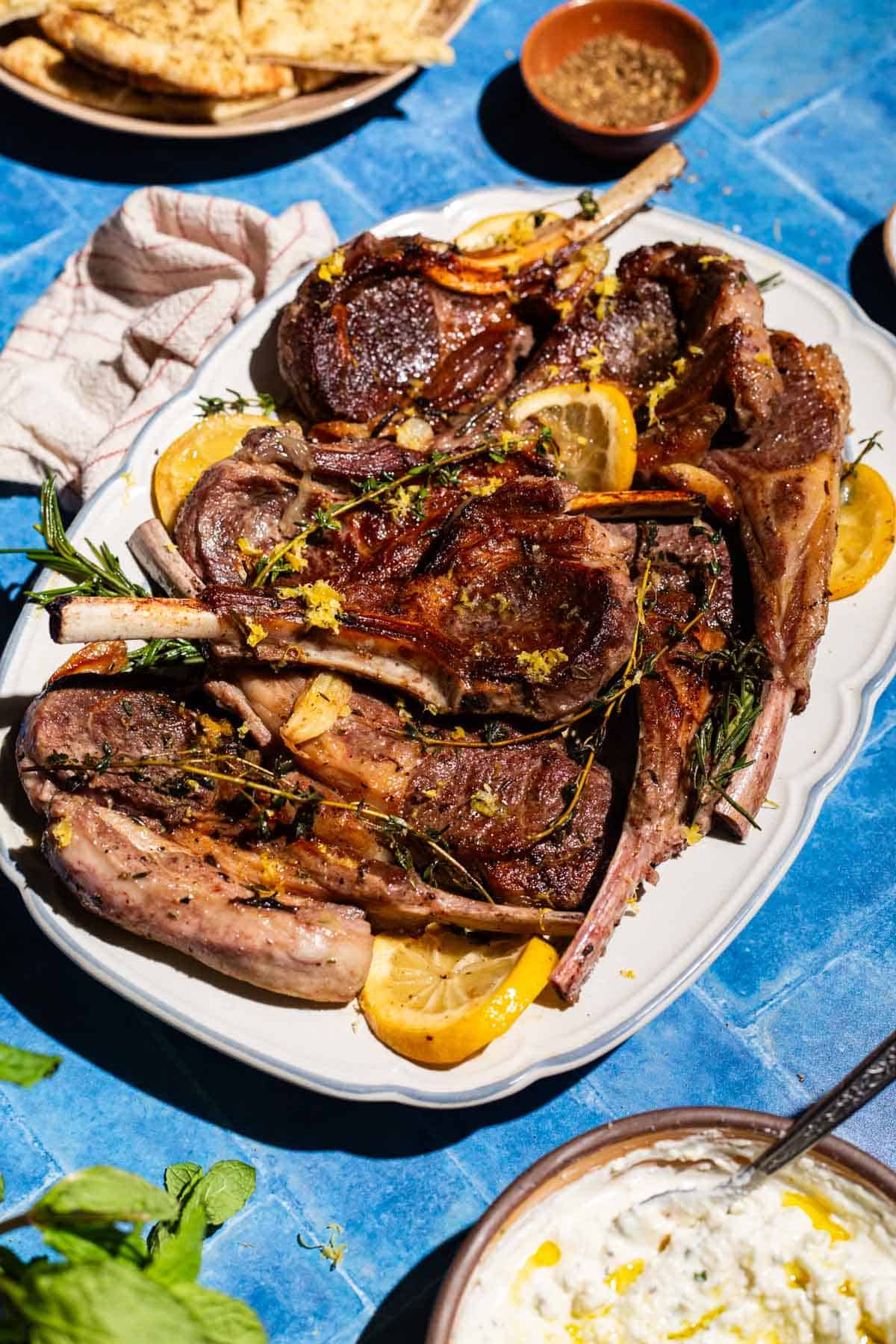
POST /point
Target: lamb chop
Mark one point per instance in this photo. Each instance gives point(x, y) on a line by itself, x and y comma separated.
point(277, 480)
point(514, 606)
point(108, 843)
point(176, 856)
point(688, 608)
point(487, 803)
point(388, 323)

*-*-*

§ Problem to work on
Copy out every line of the records above word for word, omitting the picture.

§ The completed task
POST /point
Target: lamb chop
Mark one point per instance in this photo. Each instance gives point(x, y) on a line by itself, x and y comma separated.
point(277, 480)
point(514, 606)
point(108, 843)
point(176, 856)
point(688, 608)
point(487, 803)
point(388, 323)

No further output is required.